[[ Source document, beginning ]]
Severe thunderstorms and tornadoes affected the midwestern and southern United States yesterday into today with damage reported in several states and at least two people killed.

In Mississippi, at least ten counties suffered power outages, and the National Weather Service reported a tornado struck areas near the town of Sardis. At least 11,900 customers were without power in Indiana, where debris blocked roadways and a tornado reportedly damaged homes in the town of Solsberry. In Tennessee major damage was reported around the Nashville area with widespread tree and some building damage reported. One man was killed in Nashville when a tree fell on a building he was using as shelter, according to police. An EF2 tornado was also confirmed to have touched down in the town of Mount Juliet.
[[ Source document, end ]]
[[ Material provided, beginning ]]
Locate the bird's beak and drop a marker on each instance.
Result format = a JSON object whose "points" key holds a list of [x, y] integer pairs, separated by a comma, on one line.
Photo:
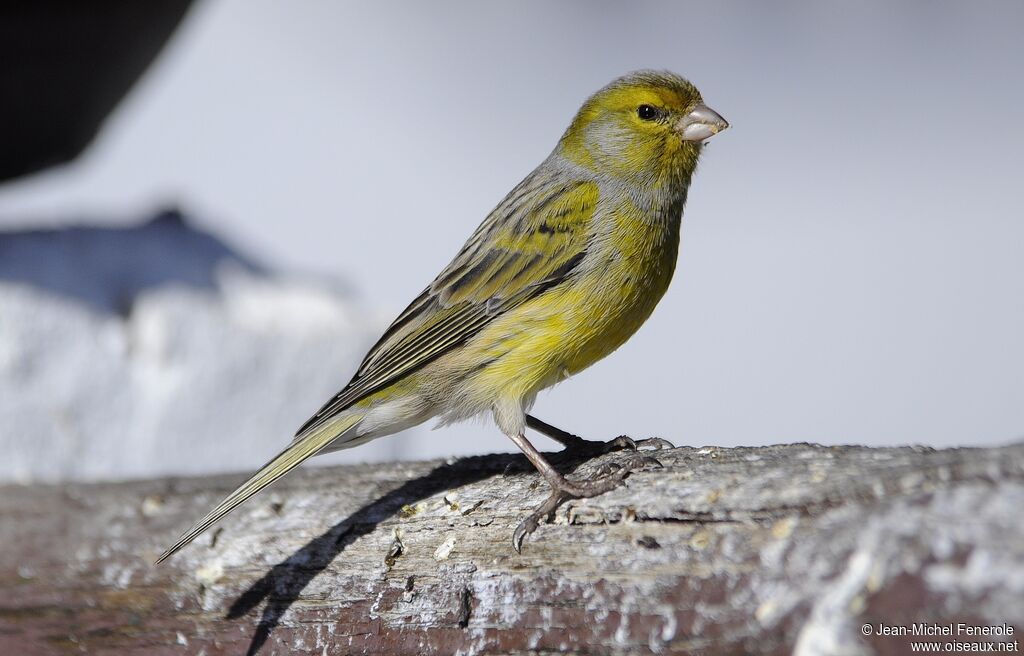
{"points": [[700, 123]]}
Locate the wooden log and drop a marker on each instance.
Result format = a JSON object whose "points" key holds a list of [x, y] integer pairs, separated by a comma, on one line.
{"points": [[776, 550]]}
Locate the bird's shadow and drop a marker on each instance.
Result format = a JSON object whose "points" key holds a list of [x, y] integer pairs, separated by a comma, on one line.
{"points": [[282, 585]]}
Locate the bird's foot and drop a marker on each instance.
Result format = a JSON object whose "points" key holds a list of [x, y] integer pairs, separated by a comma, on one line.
{"points": [[606, 478]]}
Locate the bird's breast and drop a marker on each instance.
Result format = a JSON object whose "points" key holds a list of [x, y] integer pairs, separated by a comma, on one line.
{"points": [[580, 321]]}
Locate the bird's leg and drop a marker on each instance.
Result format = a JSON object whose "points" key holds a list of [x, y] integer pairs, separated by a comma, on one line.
{"points": [[561, 488], [577, 445]]}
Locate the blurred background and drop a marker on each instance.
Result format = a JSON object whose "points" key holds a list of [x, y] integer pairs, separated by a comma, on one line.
{"points": [[210, 210]]}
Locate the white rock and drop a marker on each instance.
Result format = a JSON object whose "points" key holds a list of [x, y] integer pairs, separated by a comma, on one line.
{"points": [[157, 350]]}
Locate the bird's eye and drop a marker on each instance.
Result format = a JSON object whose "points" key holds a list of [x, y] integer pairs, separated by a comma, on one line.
{"points": [[647, 113]]}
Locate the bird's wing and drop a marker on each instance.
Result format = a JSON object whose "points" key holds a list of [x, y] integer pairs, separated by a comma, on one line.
{"points": [[532, 241]]}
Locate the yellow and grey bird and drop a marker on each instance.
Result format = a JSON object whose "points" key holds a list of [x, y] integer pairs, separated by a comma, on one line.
{"points": [[559, 274]]}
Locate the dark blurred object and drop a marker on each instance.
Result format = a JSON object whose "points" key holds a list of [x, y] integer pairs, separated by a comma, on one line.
{"points": [[65, 66]]}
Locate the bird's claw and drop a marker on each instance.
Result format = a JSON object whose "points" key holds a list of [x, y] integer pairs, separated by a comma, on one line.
{"points": [[607, 477]]}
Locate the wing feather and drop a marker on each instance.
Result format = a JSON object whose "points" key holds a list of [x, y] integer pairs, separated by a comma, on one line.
{"points": [[531, 242]]}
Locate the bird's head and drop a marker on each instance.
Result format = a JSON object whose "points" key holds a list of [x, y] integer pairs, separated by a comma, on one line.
{"points": [[645, 128]]}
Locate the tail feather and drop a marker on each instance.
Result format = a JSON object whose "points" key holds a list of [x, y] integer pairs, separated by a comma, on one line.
{"points": [[301, 448]]}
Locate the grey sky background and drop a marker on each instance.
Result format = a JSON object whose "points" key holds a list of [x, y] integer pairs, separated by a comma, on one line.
{"points": [[851, 264]]}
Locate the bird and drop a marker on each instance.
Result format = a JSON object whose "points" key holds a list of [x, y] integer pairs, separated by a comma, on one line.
{"points": [[558, 275]]}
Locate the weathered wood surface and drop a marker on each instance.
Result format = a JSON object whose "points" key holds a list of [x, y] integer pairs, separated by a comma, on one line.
{"points": [[741, 551]]}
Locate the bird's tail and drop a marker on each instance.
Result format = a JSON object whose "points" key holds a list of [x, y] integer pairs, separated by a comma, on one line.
{"points": [[301, 448]]}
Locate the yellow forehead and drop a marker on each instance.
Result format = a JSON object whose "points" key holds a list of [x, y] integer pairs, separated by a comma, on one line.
{"points": [[629, 97]]}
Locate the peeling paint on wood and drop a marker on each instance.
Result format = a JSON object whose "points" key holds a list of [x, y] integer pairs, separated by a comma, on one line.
{"points": [[775, 550]]}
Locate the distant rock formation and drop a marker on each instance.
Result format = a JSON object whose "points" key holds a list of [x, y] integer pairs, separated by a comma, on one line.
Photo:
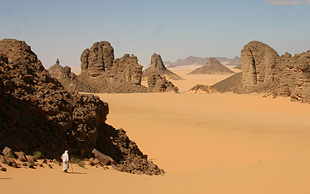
{"points": [[212, 67], [234, 62], [157, 66], [264, 71], [258, 64], [38, 114], [158, 83], [100, 72]]}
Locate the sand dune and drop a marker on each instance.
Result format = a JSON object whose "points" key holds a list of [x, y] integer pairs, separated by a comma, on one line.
{"points": [[208, 143]]}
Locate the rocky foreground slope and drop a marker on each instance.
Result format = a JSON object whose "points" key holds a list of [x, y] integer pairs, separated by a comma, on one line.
{"points": [[38, 114]]}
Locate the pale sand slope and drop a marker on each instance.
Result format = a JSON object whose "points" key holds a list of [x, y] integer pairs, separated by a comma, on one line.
{"points": [[218, 143], [194, 79]]}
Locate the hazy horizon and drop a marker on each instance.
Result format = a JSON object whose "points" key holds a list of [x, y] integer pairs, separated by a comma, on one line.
{"points": [[173, 29]]}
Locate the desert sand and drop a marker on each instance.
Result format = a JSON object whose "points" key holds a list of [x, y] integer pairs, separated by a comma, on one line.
{"points": [[207, 143]]}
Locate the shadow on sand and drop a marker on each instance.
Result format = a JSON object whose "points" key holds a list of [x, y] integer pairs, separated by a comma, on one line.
{"points": [[76, 173]]}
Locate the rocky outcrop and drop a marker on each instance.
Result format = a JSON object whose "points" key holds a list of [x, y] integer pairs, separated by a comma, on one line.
{"points": [[212, 67], [38, 114], [64, 75], [263, 70], [98, 59], [158, 67], [98, 64], [157, 83], [102, 73], [258, 64], [234, 62]]}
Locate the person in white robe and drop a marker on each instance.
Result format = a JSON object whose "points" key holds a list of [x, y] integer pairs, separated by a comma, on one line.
{"points": [[65, 161]]}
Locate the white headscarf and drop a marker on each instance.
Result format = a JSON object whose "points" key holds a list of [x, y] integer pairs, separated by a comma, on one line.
{"points": [[65, 156]]}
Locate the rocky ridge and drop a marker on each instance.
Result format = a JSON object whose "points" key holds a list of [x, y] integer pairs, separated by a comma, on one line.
{"points": [[158, 83], [212, 67], [102, 73], [38, 114], [264, 71]]}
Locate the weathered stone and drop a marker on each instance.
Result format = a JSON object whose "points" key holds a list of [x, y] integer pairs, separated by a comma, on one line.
{"points": [[40, 115], [157, 66], [263, 70], [212, 67], [100, 72], [157, 83]]}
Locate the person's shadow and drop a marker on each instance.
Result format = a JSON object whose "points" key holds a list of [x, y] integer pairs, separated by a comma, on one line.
{"points": [[76, 173]]}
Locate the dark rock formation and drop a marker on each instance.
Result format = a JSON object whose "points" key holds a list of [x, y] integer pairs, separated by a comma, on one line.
{"points": [[258, 64], [157, 83], [212, 67], [64, 76], [101, 73], [158, 67], [98, 59], [38, 114], [234, 62], [265, 71]]}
[[ Material provided, end ]]
## Try it
Please reproduce the storm report word for word, from "Severe thunderstorms and" up to and including "two people killed.".

## Task solution
Severe thunderstorms and tornadoes affected the midwestern and southern United States yesterday into today with damage reported in several states and at least two people killed.